PSY 652: Research Methods in Psychology I

Classification of Data Science Tasks

Kimberly L. Henry: kim.henry@colostate.edu

Three primary tasks

Description

  • Summarizes features of the world (e.g., diabetes prevalence, social network visualization).
  • Ranges from simple (e.g., mean) to advanced (e.g., cluster analysis).
  • A sample that is representative of the population is “extra essential” here.

Prediction

  • Uses variables (features) to predict an outcome.
  • Ranges from simple (e.g., correlation) to advanced (e.g., complex regression, machine learning).

Causal Inference

  • Identifies the causal effect of an intervention or condition on outcomes (e.g., determining how much vaccination reduces infection rates).
  • Involves randomized experiments or applying methods like confounder adjustment, matching, and instrumental variables to observational data.

Important Applications

Key applications of Description: COVID-19

Article header: Comparisons between countries are essential for the control of COVID-19

A line graph of COVID-19 deaths for various areas.

Key applications of Description: Biodiversity Loss

Article header: Using Red List Indices to monitor extinction risk at national scales

A map of the US that shows where biodiversity is most at risk.

Data to examine ▸
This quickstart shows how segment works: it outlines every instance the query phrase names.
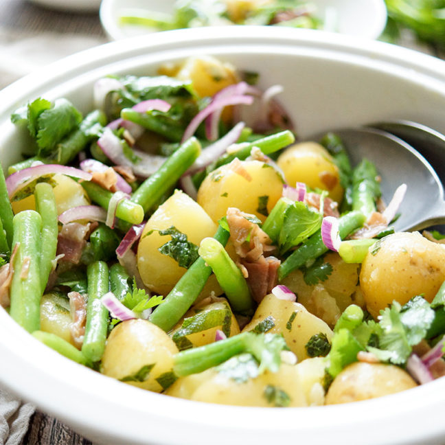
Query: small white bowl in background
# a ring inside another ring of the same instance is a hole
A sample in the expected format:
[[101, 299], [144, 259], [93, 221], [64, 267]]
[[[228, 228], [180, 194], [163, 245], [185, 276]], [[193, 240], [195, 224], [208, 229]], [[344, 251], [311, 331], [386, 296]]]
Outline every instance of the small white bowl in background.
[[[100, 21], [111, 40], [141, 36], [155, 30], [134, 25], [121, 25], [119, 17], [124, 11], [140, 9], [171, 14], [176, 1], [102, 0], [100, 10]], [[329, 28], [326, 30], [375, 39], [381, 34], [386, 25], [387, 10], [384, 0], [311, 0], [309, 3], [316, 8], [316, 16], [325, 19], [323, 21]]]

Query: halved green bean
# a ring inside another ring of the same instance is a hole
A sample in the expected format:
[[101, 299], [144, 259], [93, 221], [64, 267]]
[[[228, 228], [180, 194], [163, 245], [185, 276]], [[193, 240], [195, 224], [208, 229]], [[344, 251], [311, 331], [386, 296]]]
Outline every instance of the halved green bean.
[[109, 317], [100, 299], [109, 292], [109, 275], [108, 266], [103, 261], [91, 263], [87, 269], [88, 304], [82, 352], [92, 362], [102, 358], [105, 348]]
[[43, 344], [49, 346], [52, 349], [54, 349], [67, 358], [80, 363], [80, 365], [84, 365], [86, 366], [91, 365], [89, 361], [79, 350], [58, 335], [51, 334], [50, 332], [44, 332], [41, 330], [32, 332], [32, 335], [37, 340], [41, 341]]
[[56, 198], [53, 187], [46, 183], [36, 185], [36, 209], [42, 218], [42, 247], [41, 251], [41, 282], [45, 290], [53, 267], [57, 251], [58, 225]]
[[167, 158], [155, 174], [139, 185], [133, 194], [131, 201], [141, 205], [144, 212], [148, 212], [163, 194], [177, 182], [200, 153], [201, 144], [198, 139], [190, 137]]
[[293, 133], [288, 130], [285, 130], [275, 135], [262, 137], [256, 141], [253, 141], [253, 142], [249, 142], [248, 144], [243, 143], [242, 147], [237, 152], [226, 155], [220, 158], [219, 161], [216, 162], [215, 168], [231, 162], [235, 158], [238, 158], [238, 159], [248, 158], [253, 147], [260, 148], [264, 155], [271, 155], [290, 145], [295, 141], [295, 137]]
[[[84, 181], [80, 184], [85, 189], [91, 201], [97, 203], [106, 210], [108, 209], [113, 192], [106, 190], [98, 184], [90, 181]], [[116, 216], [130, 224], [140, 224], [144, 220], [144, 209], [133, 201], [124, 199], [117, 205]]]
[[[214, 238], [225, 246], [229, 236], [220, 226]], [[212, 268], [205, 265], [203, 258], [198, 258], [153, 311], [150, 321], [165, 331], [170, 330], [194, 303], [211, 274]]]
[[[344, 238], [353, 230], [361, 227], [365, 219], [365, 216], [359, 212], [350, 212], [340, 217], [339, 220], [340, 238]], [[282, 280], [292, 271], [306, 266], [309, 262], [316, 260], [328, 251], [328, 247], [325, 246], [321, 239], [321, 233], [319, 231], [280, 264], [278, 268], [278, 280]]]
[[110, 268], [110, 288], [116, 298], [122, 300], [132, 289], [128, 283], [130, 276], [123, 266], [115, 263]]
[[40, 328], [40, 302], [43, 294], [41, 281], [42, 218], [34, 210], [24, 210], [13, 219], [12, 244], [19, 244], [14, 258], [10, 315], [30, 332]]
[[247, 283], [224, 246], [214, 238], [205, 238], [201, 242], [198, 253], [212, 267], [233, 310], [242, 312], [251, 309], [253, 301]]
[[6, 239], [10, 248], [12, 242], [12, 218], [14, 214], [12, 207], [10, 202], [8, 189], [6, 188], [6, 181], [5, 181], [5, 174], [3, 174], [3, 168], [0, 164], [0, 218], [3, 223], [3, 229], [6, 234]]

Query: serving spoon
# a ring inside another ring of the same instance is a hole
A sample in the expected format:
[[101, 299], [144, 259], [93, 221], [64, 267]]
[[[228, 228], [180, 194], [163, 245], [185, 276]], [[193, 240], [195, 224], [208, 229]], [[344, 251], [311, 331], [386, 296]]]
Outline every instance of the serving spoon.
[[[319, 140], [326, 133], [312, 140]], [[400, 184], [407, 184], [400, 216], [392, 225], [396, 231], [420, 230], [445, 223], [442, 182], [428, 161], [411, 145], [376, 128], [341, 128], [332, 133], [342, 139], [352, 166], [364, 157], [374, 163], [387, 203]]]

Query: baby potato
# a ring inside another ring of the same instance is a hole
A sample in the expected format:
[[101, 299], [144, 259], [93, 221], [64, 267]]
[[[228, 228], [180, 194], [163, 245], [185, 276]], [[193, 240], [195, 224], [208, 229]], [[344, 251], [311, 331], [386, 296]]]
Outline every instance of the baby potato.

To do ▸
[1] Answer these from the course notes on data science tasks, one line each:
(a) What kind of sample do the notes call "extra essential" for description?
(b) What article header accompanies the biodiversity loss application?
(c) Which method do the notes give as a simple example of prediction?
[2] The course notes on data science tasks give each of two tasks a range from simple to advanced. List every method they name as a simple or advanced example.
[3] Continue the course notes on data science tasks from where they stop.

Written answers ▸
[1]
(a) A sample that is representative of the population.
(b) "Using Red List Indices to monitor extinction risk at national scales"
(c) Correlation.

[2] mean, cluster analysis, correlation, complex regression, machine learning

[3]
Key applications of Prediction: Hurricane Forecasting

The front page of a report on hurricane forecasting put out by NOAA

Key applications of Prediction: Medical Decision Making

Key applications of Causal Inference: RCT

Article header: Effect of Apriin on All-Cause Mortality in the Health Elderly

Line graphs depicting mortality due to various diseases as a function of aspirin usage

Key application of Causal Inference: Air Pollution

Article header: Advances in Causal Inference at the Intersection of Air Pollution and Health Outcomes

Leveraging the Three Data Science Tasks

An Example: Physical Activity and Cardiovascular Health

Description

  • What are you trying to learn?

    • What is the average daily physical activity level (in minutes) among adults aged 40-65 in the U.S.?
  • What are the ideal data to answer this question?

    • A large national health survey (e.g., NHANES) that includes self-reported or accelerometer-measured physical activity data.

    • Demographic information (age, sex, education, etc.) to describe the population.

  • What’s the purpose of this?

    • To summarize and understand the baseline levels of physical activity in this population, which could inform public health recommendations and awareness campaigns.

Prediction

  • What are you trying to learn?

    • Can wearable device data (e.g., heart rate, step count, and sleep quality) predict the likelihood of developing cardiovascular disease in the next five years among adults aged 40-65?
  • What are the ideal data to answer this question?

    • Longitudinal data from wearable fitness trackers that capture continuous measures like heart rate variability, step count, sleep patterns, and stress levels.

    • Follow-up clinical data on cardiovascular health outcomes (e.g., diagnosis of hypertension, heart disease).

  • What’s the purpose of this?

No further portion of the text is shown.